Estratto:
○ ○ ○
Post Mortem #43: Ricordando Mystery House

Post Mortem è una rubrica in cui vi raccontiamo le considerazioni a posteriori sull’esperienza legata alla lavorazione di questo o quel videogioco.

I coniugi Williams hanno abbandonato da tempo il mondo dei videogiochi e Roberta Williams, in particolare, ha dichiarato pubblicamente di essersi lasciata quell'ambito alle spalle. Figurarsi, quindi, se ci si può aspettare di vederla sul palco della Game Developers Conference, pronta a raccontare dei bei tempi in cui Sierra On-Line innovava, conquistava e, almeno per qualche anno, diventava il publisher più grosso sulla piazza. Oddio, magari potrebbe succedere, ma insomma. Anche per questo, alla GDC 2018, Laine Nooney, insegnante alla New York University e storica del videogioco, ha messo assieme un talk in cui raccontare lo sviluppo di Mystery House sulla base di materiali, interviste e un po’ tutto quello che è venuto fuori dal suo lavoro di ricerca. Non proprio un post mortem come viene comunemente inteso, insomma, ma comunque un qualcosa di interessante, che sarebbe bello vedere proposto in abbondanza.
○ ○ ○
Compiti:
(A) Elenchi, secondo l'estratto, tutto ciò su cui si basa il talk di Laine Nooney sullo sviluppo di Mystery House.
(B) Estragga parola per parola dall'estratto il passo che va da "Post Mortem #43: Ricordando" fino a "o quel videogioco." incluso.

Dati archiviati:
○ ○ ○
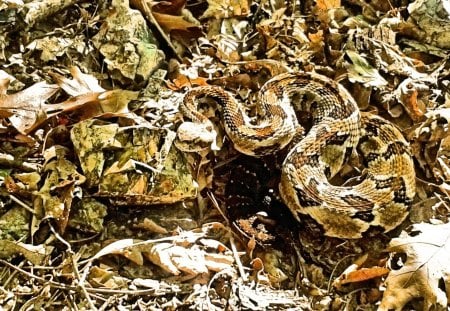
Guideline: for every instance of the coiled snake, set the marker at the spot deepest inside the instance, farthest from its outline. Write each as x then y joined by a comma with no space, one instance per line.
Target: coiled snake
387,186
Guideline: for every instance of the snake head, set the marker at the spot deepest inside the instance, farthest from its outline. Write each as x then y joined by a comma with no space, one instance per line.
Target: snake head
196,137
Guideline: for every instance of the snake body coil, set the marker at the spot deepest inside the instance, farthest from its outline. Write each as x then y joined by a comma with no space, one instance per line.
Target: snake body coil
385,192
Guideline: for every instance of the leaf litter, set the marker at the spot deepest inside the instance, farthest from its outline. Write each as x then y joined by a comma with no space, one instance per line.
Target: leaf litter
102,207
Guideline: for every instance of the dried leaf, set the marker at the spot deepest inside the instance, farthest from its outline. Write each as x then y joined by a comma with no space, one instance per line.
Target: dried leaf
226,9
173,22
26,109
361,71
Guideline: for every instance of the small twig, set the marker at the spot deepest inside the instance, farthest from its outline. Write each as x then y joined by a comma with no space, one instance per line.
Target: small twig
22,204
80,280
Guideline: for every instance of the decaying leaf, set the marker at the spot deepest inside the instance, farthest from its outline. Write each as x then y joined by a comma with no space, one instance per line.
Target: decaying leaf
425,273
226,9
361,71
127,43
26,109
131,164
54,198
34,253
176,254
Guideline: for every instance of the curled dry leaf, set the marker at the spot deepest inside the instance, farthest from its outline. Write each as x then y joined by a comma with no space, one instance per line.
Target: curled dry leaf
○ ○ ○
Risultati per compito:
(A)
- materiali
- interviste
- un po' tutto quello che è venuto fuori dal suo lavoro di ricerca

(B)
Post Mortem #43: Ricordando Mystery House

Post Mortem è una rubrica in cui vi raccontiamo le considerazioni a posteriori sull’esperienza legata alla lavorazione di questo o quel videogioco.